### Given task
Extract each line of the material below that contains the string "opening". Case is significant.

——————

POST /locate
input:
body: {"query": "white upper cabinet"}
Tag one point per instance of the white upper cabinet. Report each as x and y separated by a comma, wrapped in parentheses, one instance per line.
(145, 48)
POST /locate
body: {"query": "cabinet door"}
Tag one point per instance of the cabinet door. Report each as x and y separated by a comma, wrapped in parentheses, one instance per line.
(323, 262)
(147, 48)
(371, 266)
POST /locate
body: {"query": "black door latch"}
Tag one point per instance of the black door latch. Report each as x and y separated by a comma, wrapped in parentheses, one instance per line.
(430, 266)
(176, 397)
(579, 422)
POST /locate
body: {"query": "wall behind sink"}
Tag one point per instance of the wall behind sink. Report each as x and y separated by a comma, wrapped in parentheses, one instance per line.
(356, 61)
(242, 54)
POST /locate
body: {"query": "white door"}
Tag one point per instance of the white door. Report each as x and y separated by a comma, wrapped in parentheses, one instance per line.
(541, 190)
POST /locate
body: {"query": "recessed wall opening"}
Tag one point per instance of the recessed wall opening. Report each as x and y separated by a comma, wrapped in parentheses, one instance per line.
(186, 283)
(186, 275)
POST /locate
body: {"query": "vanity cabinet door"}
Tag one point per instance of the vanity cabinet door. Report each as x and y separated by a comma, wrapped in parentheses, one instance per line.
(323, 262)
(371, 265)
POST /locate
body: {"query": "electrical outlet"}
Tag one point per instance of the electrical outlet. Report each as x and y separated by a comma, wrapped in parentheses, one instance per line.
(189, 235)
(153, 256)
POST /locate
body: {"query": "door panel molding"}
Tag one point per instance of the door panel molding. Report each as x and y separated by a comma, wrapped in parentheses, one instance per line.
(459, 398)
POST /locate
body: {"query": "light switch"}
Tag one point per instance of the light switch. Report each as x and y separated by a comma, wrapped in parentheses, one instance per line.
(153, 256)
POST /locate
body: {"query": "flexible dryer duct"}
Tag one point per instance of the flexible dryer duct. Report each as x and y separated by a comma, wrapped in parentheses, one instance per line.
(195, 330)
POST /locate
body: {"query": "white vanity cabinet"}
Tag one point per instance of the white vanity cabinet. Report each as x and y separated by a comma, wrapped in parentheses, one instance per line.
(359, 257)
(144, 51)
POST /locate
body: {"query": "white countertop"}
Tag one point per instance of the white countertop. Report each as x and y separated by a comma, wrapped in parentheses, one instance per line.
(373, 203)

——————

### Answer to the exercise
body: {"query": "recessed wall opening"}
Tag one point per instance of the recessed wall opening. Report each as x and y separated by a comma, wrapped in parentheses, one instance per line.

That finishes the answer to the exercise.